* [TEKS YANG DIBERIKAN]:
------------------------------------------------------------

Prinsip the learners’ self concept ini ia bagi menjadi tiga yakni: 1. Self esteem. Konsep ini menitikberatkan pada harga diri seseorang, penilaian seseorang terhadap kualitas pribadinya, ini didukung oleh ayat al-Qur’an Qs. Al-Isra’/17: 70; 2. Self-Directed Learning (SDL). Konsep ini didukung dengan adanya kisah-kisah para nabi seperti Nabi Adam (Qs. Al-Baqarah/2: 30-34), Nabi Ibrahim (Qs. Al-An’am/6: 74-79) dan Nabi Musa (Qs. Al-Naml/27: 7 dan al-Qasas/28: 29); 3. Pembinaan Self-Directed Learning, pada konsep ini di dalam al-Qur’an terdapat dua metode yaitu empirik dengan jenis kata أفلا يرون, أفلا ينظرون, أفلا تبصرون, أفلا يبصرون, أفلا تسمعون dan metode logik dengan jenis kata أفلا تعقلون, أفلا تتفكرون, أفلا يعلم, أفلا يتدبرون, لعلكم تعقلون, لعلكم تتفكرون. Pada konsep ini al-Qur’an memberikan bagaimana penghormatan antara peserta didik dan pendidik (self esteem).

------------------------------------------------------------

* [PERMINTAAN TERTULIS 1]: Untuk setiap pernyataan berikut, tentukan apakah pernyataan itu sesuai dengan teks yang diberikan, jawab dengan ya atau tidak, lalu kutip kata-kata penentunya dari teks tanpa perubahan. (a) Prinsip the learners' self concept dibagi menjadi tiga. (b) Konsep self esteem didukung oleh Qs. Al-Isra'/17: 70. (c) Menurut teks, al-Qur'an memuat tiga metode dalam pembinaan Self-Directed Learning.

Entri data hasil ekstraksi:
------------------------------------------------------------

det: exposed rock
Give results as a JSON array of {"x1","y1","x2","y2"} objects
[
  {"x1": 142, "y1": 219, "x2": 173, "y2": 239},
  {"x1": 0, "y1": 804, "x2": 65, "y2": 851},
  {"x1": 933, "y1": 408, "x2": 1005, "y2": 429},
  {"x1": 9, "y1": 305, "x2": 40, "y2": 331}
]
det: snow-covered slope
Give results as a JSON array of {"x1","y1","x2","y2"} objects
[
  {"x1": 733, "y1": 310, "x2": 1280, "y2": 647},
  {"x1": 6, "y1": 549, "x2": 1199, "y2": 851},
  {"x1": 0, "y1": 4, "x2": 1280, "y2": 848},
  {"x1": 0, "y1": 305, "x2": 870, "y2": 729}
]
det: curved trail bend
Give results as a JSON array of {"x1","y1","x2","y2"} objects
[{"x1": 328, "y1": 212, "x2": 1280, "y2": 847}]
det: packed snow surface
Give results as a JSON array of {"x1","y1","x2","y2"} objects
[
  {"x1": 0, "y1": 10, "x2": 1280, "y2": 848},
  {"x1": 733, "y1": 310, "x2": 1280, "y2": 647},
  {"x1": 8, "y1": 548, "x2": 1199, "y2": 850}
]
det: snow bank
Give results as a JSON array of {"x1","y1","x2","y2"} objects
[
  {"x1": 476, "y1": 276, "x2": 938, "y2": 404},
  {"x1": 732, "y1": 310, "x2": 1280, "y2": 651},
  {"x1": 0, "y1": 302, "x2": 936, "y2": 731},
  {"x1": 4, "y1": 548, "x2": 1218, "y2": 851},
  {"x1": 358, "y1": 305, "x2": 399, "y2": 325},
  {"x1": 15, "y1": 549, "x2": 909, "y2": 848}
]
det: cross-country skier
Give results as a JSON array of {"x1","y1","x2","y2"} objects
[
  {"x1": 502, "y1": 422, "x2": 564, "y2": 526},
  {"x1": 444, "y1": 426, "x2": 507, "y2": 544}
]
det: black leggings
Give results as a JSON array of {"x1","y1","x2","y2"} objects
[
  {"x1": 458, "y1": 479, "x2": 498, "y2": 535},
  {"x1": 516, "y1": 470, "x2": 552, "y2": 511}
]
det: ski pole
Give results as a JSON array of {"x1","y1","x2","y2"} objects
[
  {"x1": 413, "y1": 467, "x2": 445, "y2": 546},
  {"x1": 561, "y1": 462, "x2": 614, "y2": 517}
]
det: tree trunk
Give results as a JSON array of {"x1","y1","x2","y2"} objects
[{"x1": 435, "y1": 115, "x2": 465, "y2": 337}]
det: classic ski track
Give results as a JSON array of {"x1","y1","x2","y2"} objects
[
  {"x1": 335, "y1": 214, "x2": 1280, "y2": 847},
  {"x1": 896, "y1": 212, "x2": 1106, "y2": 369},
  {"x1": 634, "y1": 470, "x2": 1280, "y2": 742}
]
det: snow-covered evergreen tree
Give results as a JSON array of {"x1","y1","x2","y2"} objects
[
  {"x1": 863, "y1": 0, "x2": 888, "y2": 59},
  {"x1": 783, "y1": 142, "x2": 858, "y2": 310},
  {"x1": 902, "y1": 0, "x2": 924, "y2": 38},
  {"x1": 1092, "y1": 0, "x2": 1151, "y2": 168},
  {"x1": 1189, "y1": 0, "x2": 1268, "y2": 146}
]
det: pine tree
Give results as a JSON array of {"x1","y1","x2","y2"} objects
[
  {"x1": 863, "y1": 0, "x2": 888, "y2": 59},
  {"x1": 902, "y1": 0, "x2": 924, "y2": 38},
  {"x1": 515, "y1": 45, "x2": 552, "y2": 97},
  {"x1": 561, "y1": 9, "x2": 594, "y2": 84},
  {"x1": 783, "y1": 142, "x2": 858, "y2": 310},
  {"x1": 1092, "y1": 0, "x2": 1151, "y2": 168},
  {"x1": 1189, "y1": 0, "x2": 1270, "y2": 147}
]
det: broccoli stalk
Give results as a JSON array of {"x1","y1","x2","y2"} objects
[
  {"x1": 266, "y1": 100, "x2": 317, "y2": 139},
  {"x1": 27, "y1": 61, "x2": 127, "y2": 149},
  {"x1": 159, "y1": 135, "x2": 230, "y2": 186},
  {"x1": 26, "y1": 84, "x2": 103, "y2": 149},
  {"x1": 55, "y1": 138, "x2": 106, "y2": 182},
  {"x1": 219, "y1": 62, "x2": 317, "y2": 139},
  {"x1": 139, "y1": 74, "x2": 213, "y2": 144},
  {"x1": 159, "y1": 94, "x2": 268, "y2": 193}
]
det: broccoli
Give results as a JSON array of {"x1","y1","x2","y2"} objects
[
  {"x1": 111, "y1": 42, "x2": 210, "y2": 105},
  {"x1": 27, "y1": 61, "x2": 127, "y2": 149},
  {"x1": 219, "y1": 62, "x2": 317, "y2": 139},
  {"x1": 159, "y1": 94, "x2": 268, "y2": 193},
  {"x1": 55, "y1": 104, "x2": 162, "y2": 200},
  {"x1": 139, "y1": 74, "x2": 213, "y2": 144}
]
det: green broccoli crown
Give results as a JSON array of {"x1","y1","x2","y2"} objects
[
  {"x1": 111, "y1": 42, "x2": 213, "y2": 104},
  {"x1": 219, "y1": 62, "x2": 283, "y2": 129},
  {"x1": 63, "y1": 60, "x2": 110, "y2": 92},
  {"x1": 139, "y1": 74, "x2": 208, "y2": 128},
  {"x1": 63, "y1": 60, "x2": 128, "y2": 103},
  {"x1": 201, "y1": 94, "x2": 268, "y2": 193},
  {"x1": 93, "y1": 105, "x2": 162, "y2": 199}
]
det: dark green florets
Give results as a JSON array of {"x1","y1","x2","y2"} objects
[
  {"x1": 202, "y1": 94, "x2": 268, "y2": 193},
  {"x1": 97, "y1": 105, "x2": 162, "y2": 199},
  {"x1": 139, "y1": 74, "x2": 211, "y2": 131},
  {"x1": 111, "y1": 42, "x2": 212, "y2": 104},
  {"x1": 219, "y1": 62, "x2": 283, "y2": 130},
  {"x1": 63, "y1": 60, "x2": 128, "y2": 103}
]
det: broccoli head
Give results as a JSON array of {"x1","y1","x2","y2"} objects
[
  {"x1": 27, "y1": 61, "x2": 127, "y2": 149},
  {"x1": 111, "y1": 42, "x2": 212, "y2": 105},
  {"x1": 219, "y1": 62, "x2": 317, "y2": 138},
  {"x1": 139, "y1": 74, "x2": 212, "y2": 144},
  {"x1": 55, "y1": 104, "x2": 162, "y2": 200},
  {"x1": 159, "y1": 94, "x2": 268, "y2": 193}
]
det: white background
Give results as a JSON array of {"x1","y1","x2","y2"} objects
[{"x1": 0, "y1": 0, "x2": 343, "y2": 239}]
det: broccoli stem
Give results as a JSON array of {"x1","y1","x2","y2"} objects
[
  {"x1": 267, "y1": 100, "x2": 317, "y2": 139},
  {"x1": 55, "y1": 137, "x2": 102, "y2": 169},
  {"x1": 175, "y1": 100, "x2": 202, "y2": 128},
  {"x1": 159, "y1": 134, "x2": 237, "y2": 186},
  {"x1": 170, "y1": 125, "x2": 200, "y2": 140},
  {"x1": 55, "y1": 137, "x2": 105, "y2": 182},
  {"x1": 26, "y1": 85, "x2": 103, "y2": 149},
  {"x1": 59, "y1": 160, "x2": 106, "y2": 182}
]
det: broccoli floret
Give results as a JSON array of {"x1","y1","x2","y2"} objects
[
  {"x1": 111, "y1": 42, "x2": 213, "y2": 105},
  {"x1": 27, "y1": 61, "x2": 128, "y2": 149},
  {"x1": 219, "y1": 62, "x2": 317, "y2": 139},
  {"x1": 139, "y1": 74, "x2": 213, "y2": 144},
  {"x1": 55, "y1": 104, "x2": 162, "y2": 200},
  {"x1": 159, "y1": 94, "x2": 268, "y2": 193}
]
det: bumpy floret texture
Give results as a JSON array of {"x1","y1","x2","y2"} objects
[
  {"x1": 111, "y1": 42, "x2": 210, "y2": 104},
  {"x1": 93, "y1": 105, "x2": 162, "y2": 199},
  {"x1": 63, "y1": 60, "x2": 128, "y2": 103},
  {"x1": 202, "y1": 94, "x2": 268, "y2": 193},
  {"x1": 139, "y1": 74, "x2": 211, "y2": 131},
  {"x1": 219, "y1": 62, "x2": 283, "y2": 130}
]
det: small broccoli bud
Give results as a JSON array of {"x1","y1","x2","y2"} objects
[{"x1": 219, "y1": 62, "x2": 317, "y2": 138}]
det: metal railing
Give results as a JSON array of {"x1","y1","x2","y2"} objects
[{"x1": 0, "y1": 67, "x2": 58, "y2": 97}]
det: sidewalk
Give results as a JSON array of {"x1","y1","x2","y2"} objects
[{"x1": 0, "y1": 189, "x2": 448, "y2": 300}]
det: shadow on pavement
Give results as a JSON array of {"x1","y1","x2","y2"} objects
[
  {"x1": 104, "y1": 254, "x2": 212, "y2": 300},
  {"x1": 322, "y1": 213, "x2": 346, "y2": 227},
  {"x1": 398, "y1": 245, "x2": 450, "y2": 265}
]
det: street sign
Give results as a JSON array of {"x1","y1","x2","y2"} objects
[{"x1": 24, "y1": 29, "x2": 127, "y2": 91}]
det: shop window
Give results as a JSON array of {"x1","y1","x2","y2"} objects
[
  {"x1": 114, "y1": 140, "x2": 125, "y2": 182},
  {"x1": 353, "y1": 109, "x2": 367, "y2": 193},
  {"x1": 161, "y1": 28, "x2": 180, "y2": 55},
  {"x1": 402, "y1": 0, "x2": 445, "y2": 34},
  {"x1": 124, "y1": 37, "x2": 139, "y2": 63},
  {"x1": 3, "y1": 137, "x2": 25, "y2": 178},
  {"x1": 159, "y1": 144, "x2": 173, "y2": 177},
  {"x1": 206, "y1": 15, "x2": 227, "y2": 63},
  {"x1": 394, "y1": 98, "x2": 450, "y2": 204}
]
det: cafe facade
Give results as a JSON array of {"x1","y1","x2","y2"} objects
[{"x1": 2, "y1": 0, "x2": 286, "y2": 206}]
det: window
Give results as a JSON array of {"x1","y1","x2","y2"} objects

------------------------------------------------------------

* [PERMINTAAN TERTULIS 2]: Pilih setiap baris dalam daftar yang memuat kata "broccoli". Huruf kapital dan huruf kecil dibedakan.

* [HASIL LATIHAN 1]:
(a) Ya: "ia bagi menjadi tiga"
(b) Ya: "ini didukung oleh ayat al-Qur’an Qs. Al-Isra’/17: 70"
(c) Tidak: "di dalam al-Qur’an terdapat dua metode"

* [HASIL LATIHAN 2]:
det: broccoli stalk
det: broccoli
det: green broccoli crown
det: broccoli head
det: broccoli stem
det: broccoli floret
det: small broccoli bud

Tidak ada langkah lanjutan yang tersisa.